--- WHAT TO WORK ON ---
1: Translate this sentence from the commentary on Nigeria into Spanish: "My worry is that the discordant tunes seem to be getting worse."
2: Continue the commentary on Nigeria in the same voice, starting after its last sentence.

--- SELECTED EXCERPT ---
↓

It is time to do the ridiculous to achieve the miraculous. Let us pray that those girls return unhurt; that sponsors of terror will sleep and not wake up; that whenever terrorists sit to assemble a bomb, it must explode and consume them; that hunger ceases in the land; that peace replaces fury; and so shall it be.

 

I believe God will answer when we pray because He says: “If my people who are called by my name humble themselves, and pray and seek my face and turn from their wicked ways, then I will hear from heaven and will forgive their sin and heal their land.”
Though tribe and tongue may differ
Whoever expected the on-going national conference to be a smooth ride is neither a Nigerian nor unfamiliar with Nigerian history. My worry is that the discordant tunes seem to be getting worse. From the era of the boring debate on the president’s speech to when committees started work, it has been fireworks all the way. People pull swords of disagreements on virtually every issue.

↑

--- AVAILABLE DATA ---
↓

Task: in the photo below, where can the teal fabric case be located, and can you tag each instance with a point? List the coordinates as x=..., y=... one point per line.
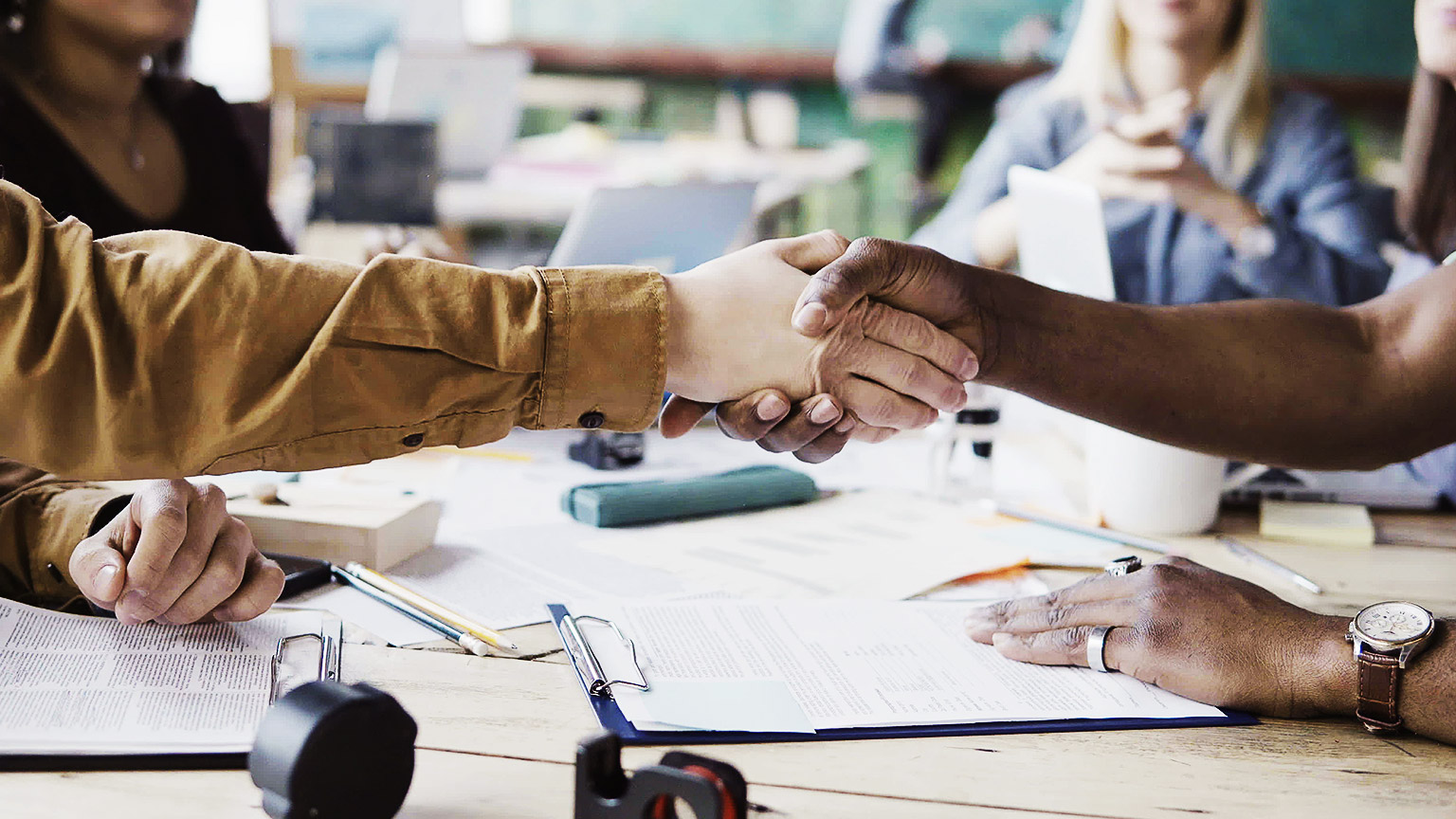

↑

--- THE RESULTS ---
1: Mi preocupación es que las notas discordantes parecen estar empeorando.

2:
Now that the reports have been submitted for deliberation, the worst scenarios are unfolding at the speed of sound. From the conference, a new expression has already been added to our political lexicon. When an issue cannot be resolved at a particular sitting, it is “put in bracket”. This is another way of saying the matter has been carried forward or put in abeyance. Then a special committee with members from all parts of the country is assembled to handle it.

 

Some people and groups deliberately went to the conference to oppose every idea that is contrary to their mindsets. Sometimes they start opposing such ideas before seeking clarification on what they are all about. The original perception that every delegate should view Nigeria as his primary constituency was a mere mirage.

 

Truly, no doubt, no national conference has ever been smooth; not even the American Constitutional Convention of 1887. The only difference is that while in other countries, disagreements are based on issues; here, they are based on ethnic loyalty. For instance, delegates from the North are opposed to the removal of Land Use Act from the constitution, as one of them bluntly said, so that wealthy Southerners will not buy over the entire North. Another delegate said “our ownership of 70 per cent of Nigeria’s landmass” would cease if anybody touches the Land Use Act.

 

I still believe this conference has potentials of success if somebody knows that though tribe and tongue may differ, in brotherhood we stand. Just as it happened at the Philadelphia Convention, compromise, at times, works wonders.